Problem set:
**A)** In the passage about Alice and her family, what course did Alice gain entry to after sitting her final exams?
**B)** Write the next part of the passage about Alice and her family, starting after its final sentence.

As Alice entered adolescence, her father built his electronics business from a tiny shop into a Retravision franchise. Her mother took over goldsmithing, creating wax molds, pouring gold, and polishing finished pieces for jewelry shops across Melbourne, all without English. Alice shouldered caretaking for her younger siblings. When her infant sister Alison rolled off the bed on Alice's watch, Alice contemplated eating poisonous oleander flowers, terrified she had caused brain damage. Her parents' restrictions tightened as she grew older; at 15, a boy's phone call triggered an interrogation and two weeks of house arrest. Before her death, her grandmother advised Alice to "love sensibly," a caution rooted in her own passionate youth: She had studied at a women's college in China and written about land rights before fleeing to Cambodia.
After moving to a new house in Avondale Heights, fulfilling the Great Australian Dream, Kien spiraled into depression. The jewelry shops replaced her with a cheaper competitor. She could neither read nor speak English and watched her husband and children pepper their conversations with English words, feeling like a stranger at her own table. A doctor diagnosed depression, but Kien described her condition as "scattered thoughts" and "a sickness in the heart." When the family hired her at the shop on trial, the arrangement collapsed within days.
The grandmother suffered a stroke, and Alice's own mental health collapsed during her final year of high school. She woke with what she described as a false rubber skin on her face. She was prescribed multiple medications but spat them out. She could not read, could not see friends, could not get out of bed. When her five-year-old sister Alina came in and started crying, Alice resolved to act, beginning by cleaning the cutlery drawer and talking herself through each motion. Despite her condition, she sat her final exams and gained entry to Arts/Law at Melbourne University.

Exercise data:

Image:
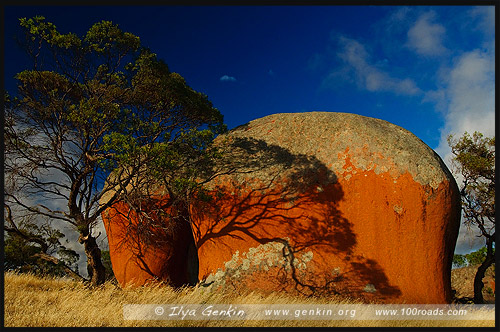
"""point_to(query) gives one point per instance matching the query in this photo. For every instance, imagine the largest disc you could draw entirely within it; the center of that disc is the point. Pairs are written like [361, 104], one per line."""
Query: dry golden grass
[31, 301]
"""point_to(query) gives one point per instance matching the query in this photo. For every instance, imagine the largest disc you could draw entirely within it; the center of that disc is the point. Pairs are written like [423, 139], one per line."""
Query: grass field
[31, 301]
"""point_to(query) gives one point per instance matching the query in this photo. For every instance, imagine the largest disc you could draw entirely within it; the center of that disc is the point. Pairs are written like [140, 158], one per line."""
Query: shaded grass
[32, 301]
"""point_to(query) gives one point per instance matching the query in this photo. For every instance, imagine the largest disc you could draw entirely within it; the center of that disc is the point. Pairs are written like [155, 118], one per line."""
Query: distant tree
[471, 259]
[459, 261]
[29, 247]
[474, 161]
[91, 105]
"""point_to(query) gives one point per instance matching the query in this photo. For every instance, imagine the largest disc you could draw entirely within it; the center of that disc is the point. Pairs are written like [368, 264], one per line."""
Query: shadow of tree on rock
[273, 223]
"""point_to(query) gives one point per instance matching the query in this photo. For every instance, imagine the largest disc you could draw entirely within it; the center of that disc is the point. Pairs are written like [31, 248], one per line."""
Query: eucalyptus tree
[91, 105]
[474, 161]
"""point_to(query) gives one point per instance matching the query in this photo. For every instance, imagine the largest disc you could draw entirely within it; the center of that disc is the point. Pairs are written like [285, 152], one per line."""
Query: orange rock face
[331, 204]
[320, 203]
[161, 253]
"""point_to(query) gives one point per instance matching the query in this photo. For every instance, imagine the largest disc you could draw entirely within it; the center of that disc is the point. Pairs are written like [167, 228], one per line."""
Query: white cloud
[470, 95]
[426, 37]
[485, 16]
[367, 75]
[227, 78]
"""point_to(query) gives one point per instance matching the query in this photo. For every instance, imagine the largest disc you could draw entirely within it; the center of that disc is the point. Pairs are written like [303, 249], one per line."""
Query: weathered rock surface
[319, 203]
[331, 203]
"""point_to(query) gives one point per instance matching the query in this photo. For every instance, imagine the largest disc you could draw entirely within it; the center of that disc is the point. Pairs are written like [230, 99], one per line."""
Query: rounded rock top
[331, 137]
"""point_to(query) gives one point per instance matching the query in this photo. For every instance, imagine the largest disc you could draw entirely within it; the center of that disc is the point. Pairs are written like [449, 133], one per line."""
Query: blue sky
[428, 69]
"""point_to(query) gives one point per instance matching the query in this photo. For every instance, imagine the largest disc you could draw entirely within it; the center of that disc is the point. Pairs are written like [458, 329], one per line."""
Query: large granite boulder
[333, 203]
[315, 203]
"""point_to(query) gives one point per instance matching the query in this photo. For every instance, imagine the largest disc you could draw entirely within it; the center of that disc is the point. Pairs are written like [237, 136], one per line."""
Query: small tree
[33, 247]
[90, 105]
[474, 161]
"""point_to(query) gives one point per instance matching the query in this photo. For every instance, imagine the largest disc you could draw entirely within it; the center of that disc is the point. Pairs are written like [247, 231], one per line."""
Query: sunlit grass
[42, 302]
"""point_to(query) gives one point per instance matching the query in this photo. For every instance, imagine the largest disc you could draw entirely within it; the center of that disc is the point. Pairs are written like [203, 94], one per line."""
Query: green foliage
[474, 258]
[20, 254]
[459, 261]
[98, 103]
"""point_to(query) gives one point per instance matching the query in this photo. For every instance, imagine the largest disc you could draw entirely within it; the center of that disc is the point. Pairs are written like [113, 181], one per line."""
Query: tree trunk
[97, 271]
[481, 271]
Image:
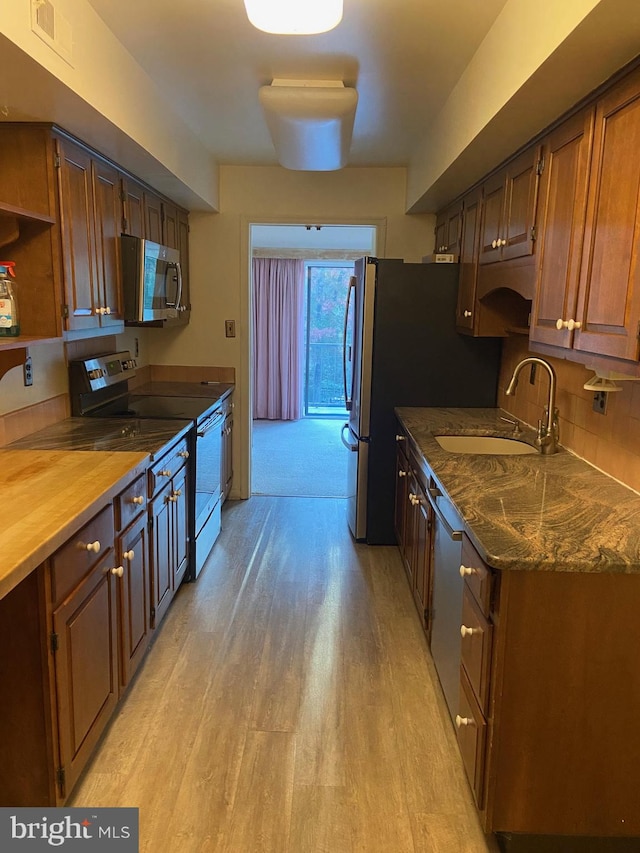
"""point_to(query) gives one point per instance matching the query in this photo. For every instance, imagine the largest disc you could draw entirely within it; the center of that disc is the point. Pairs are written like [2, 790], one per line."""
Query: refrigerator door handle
[348, 400]
[352, 447]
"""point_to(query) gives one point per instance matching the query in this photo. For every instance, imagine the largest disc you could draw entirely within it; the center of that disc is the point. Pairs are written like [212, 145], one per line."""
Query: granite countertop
[47, 495]
[553, 513]
[113, 434]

Set of answers:
**A)** Arts/Law at Melbourne University.

**B)**
The grandmother died after catching a cold, her immune system weakened by years of illness. On the same day, Kien suffered third-degree burns from her soldering torch and permanently ended her goldsmithing career. When a vacancy opened at the family's Springvale shop, Kien surprised everyone by volunteering. She discovered she did not need technical specifications to sell a television, only the right price. She chased customers down the street and identified with new migrants from Sudan and Ethiopia, knowing what products they needed. She became one of the top salespeople.
At university, Alice met Michael, a white Australian studying law and Asian studies. They dated secretly; Alice told her mother she was at the library. Her mother catalogued ethnic objections: Australians slept around, Cantonese gambled, Vietnamese spent too much. The relationship became a performance under surveillance. On Michael's last evening before leaving for Perth, Alice told him she loved him but could not continue. She did not want a lifelong decision at 18. Michael cried, and Alice wiped his nose with her sleeve. She drove home to find her parents sharing a mango at the dining table, eating with the unselfconscious ease of 20 years of marriage.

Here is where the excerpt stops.